→ **EXERCISE MATERIAL**:

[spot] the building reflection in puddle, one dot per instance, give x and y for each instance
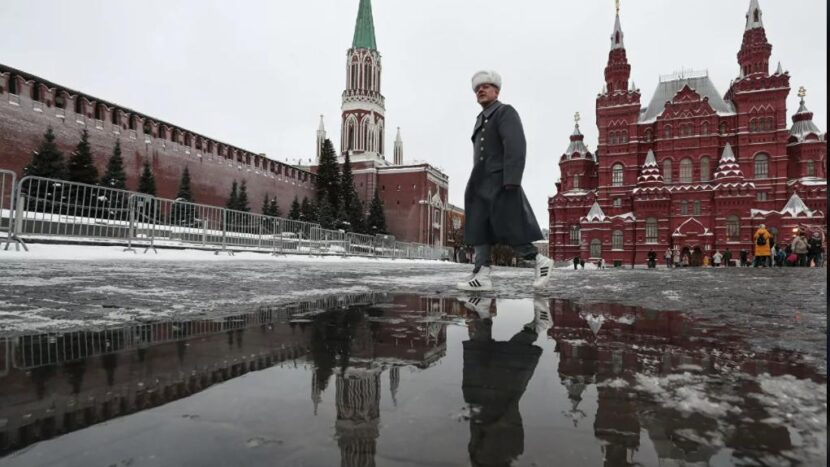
(659, 384)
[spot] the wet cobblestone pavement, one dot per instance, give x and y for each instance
(302, 363)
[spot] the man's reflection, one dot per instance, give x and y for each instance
(496, 374)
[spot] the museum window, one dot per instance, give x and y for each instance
(667, 171)
(616, 240)
(575, 235)
(616, 175)
(733, 228)
(686, 171)
(651, 230)
(596, 248)
(761, 166)
(705, 176)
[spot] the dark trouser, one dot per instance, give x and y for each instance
(526, 251)
(760, 261)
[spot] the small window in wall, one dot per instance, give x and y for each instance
(617, 240)
(651, 230)
(761, 166)
(575, 237)
(733, 228)
(616, 175)
(705, 175)
(596, 248)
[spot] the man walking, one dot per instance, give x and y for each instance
(495, 205)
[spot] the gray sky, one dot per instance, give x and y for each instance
(258, 73)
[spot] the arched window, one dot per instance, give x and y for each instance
(596, 248)
(13, 84)
(733, 228)
(616, 175)
(686, 171)
(575, 235)
(761, 166)
(651, 230)
(705, 175)
(616, 240)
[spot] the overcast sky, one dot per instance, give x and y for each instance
(258, 73)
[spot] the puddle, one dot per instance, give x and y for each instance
(378, 379)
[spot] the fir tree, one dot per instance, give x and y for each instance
(233, 198)
(294, 211)
(147, 182)
(274, 208)
(47, 161)
(376, 223)
(328, 176)
(242, 201)
(308, 210)
(325, 214)
(183, 212)
(80, 167)
(115, 177)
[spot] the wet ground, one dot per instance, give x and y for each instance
(704, 376)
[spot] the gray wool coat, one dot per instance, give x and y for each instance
(492, 213)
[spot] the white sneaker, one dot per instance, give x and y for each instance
(543, 270)
(479, 305)
(541, 316)
(479, 282)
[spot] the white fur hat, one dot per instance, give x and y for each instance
(486, 77)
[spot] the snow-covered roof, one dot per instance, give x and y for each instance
(803, 124)
(617, 35)
(595, 214)
(795, 207)
(666, 90)
(751, 22)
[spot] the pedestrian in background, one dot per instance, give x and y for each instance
(762, 239)
(814, 249)
(800, 248)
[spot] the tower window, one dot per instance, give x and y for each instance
(617, 175)
(761, 166)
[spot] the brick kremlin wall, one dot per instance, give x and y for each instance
(25, 115)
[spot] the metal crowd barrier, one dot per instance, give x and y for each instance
(8, 184)
(48, 208)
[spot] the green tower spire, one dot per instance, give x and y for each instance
(364, 28)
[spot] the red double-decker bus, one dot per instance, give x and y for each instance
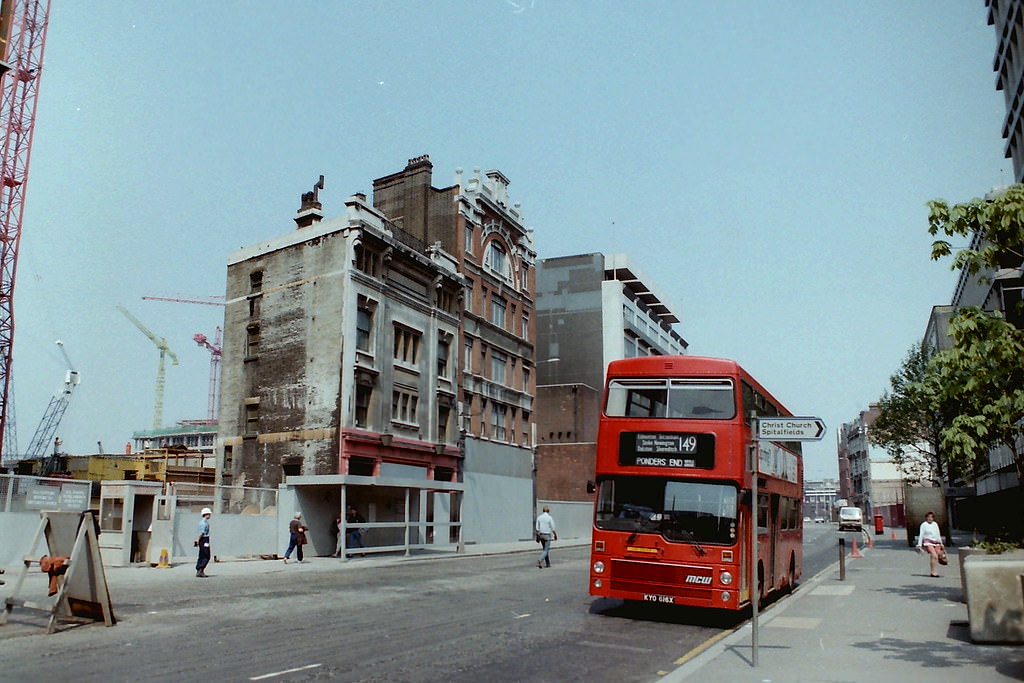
(674, 508)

→ **WHAT THE TASK REQUIRES**:
Rename "spot" to "mark" throughout the data above and reproduce it otherwise unchanged, leaving out the pictures.

→ **TASK ANSWER**:
[mark] the building reflection in puddle, one dot per instance, give x and y for each instance
(659, 384)
[mark] the wet cobblestone pavement, one dot per instance, give x and y for each instance
(302, 363)
[mark] the man's reflection, one dot per instance, give x and y for each instance
(496, 374)
[mark] the museum window, one dot per instance, give x and y for each instance
(667, 171)
(616, 240)
(575, 235)
(616, 175)
(733, 228)
(686, 171)
(651, 230)
(596, 248)
(761, 166)
(705, 176)
[mark] the dark trouser, one dot per instance, give x and y for each instance
(526, 251)
(760, 261)
[mark] the small window in wall, one dot per instance, give x and y for each instance
(617, 240)
(651, 230)
(761, 166)
(575, 237)
(733, 228)
(616, 175)
(705, 175)
(596, 248)
[mark] the man walking, one dot per instance, give x and y for each instance
(495, 205)
[mark] the gray sky, one dot per instance, give x and y for each instance
(258, 73)
[mark] the arched window, one dot per instance, give x and y for each instance
(596, 248)
(13, 84)
(733, 228)
(616, 175)
(686, 171)
(575, 235)
(761, 166)
(651, 230)
(705, 175)
(616, 240)
[mark] the overcast sky, one dot per instance, give x and y for each instance
(258, 73)
[mark] the puddle, one dot per instance, give x and y for each instance
(378, 379)
[mark] the fir tree, one dot per instance, give x and y for each instance
(233, 198)
(294, 211)
(147, 182)
(274, 208)
(47, 161)
(376, 223)
(328, 176)
(242, 201)
(308, 210)
(325, 214)
(183, 212)
(80, 167)
(115, 177)
[mark] the wet ground, one dot per instance, give x and y for each instance
(704, 376)
[mark] the gray wool coat, one dot per instance, give x and y for each instance
(492, 213)
[mark] the white sneaker, one dot per instance, give x and y for each instance
(543, 270)
(479, 305)
(541, 316)
(479, 282)
[mark] the white fur hat, one dot per instance, give x and y for each instance
(486, 77)
[mark] the snow-covered roof, one dot per instance, give x and y for each instance
(803, 124)
(617, 35)
(595, 214)
(795, 207)
(666, 90)
(751, 22)
[mark] the pedestrian in background, one dot per instance, give x and y for each instance
(762, 239)
(814, 249)
(800, 248)
[mark] the tower window, one dot per instance, give x and y for each instance
(617, 175)
(761, 166)
[mark] the brick kremlin wall, one dot per instance, give x and y for each instance
(25, 115)
[mark] the metal crowd barrier, one dot per instance, give x and y for each instance
(8, 184)
(48, 208)
[mark] the green tower spire, one dot per instance, give x and y for each instance
(364, 28)
[mark] the red double-decker bus, one dot per instance, give x and y for each instance
(674, 508)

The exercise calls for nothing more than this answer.